--- start DATA PROVIDED ---

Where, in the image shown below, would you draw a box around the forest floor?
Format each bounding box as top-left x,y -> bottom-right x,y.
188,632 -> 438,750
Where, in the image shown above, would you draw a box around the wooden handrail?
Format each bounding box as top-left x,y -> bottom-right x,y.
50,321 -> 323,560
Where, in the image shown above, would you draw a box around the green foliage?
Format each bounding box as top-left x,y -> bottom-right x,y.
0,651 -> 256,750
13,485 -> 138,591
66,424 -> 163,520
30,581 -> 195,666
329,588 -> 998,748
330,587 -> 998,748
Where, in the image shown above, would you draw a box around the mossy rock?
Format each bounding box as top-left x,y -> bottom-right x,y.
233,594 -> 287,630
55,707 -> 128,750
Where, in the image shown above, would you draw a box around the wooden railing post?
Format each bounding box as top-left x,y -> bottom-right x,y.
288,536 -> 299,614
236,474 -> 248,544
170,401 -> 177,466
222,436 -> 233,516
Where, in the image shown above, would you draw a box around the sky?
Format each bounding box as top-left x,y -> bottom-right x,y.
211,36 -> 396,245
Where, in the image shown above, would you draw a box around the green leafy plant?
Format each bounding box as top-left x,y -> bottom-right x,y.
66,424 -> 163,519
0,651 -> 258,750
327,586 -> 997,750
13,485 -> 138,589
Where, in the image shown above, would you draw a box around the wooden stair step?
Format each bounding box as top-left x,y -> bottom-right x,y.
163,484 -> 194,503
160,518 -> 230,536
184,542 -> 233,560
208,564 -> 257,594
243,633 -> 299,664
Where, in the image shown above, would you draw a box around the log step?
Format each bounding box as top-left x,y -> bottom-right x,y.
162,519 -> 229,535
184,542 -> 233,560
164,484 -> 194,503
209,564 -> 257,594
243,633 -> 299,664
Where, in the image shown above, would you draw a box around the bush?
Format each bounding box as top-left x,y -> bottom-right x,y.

--- end DATA PROVIDED ---

TASK DIRECTIONS: Set out every row above as a numbered list, omitting any blank lines.

CORRECT ANSWER:
1. Where, in the image shown below, would you draw a box around the forest floor?
2. Format each bounding box as top-left x,y -> bottom-right x,y.
3. 188,632 -> 438,750
4. Where, in the image shown above, would you draw a box around the wooden handrail?
5. Format each bounding box as top-left x,y -> bottom-right x,y.
6. 50,321 -> 323,560
7. Where, in the image shown above, would you draw a box around the green foliage?
8. Format each bounding box as top-left x,y -> bottom-right x,y.
9. 0,651 -> 256,750
10. 13,485 -> 138,591
11. 66,424 -> 163,520
12. 30,581 -> 195,666
13. 329,588 -> 998,748
14. 330,587 -> 998,748
15. Where, in the image shown above, would you draw a box around the mossy rock?
16. Format each bounding box as top-left x,y -> bottom-right x,y.
17. 233,594 -> 287,630
18. 55,707 -> 128,750
19. Where, in the image shown above, would you draw a box around the wooden railing post?
20. Format each bounding box as top-left x,y -> bottom-right x,y.
21. 288,536 -> 299,614
22. 236,474 -> 248,544
23. 170,401 -> 177,466
24. 222,436 -> 233,516
25. Where, in the image shown above, would you draw a box around the sky?
26. Format each bounding box as top-left x,y -> bottom-right x,y.
27. 211,36 -> 396,245
28. Where, in the image shown above, would you draw a box around the green leafy plant?
29. Format each bounding box as top-left x,y -> bottom-right x,y.
30. 66,424 -> 163,519
31. 0,651 -> 258,750
32. 327,586 -> 997,750
33. 13,485 -> 138,589
34. Where, in the image shown above, would you draw a box around the wooden stair step?
35. Format each bounding box as top-left x,y -> bottom-right x,y.
36. 163,484 -> 194,503
37. 160,518 -> 230,536
38. 184,542 -> 233,560
39. 208,564 -> 257,594
40. 243,633 -> 299,664
41. Where, in the image shown above, would you draw a box around the log step?
42. Format each bounding box as top-left x,y -> bottom-right x,y.
43. 162,519 -> 229,535
44. 184,542 -> 233,560
45. 164,484 -> 194,503
46. 209,564 -> 257,594
47. 243,633 -> 299,664
48. Where, in the image shown above, would you draw a box around the bush?
49. Format each bounding box as top-left x,y -> bottom-right x,y.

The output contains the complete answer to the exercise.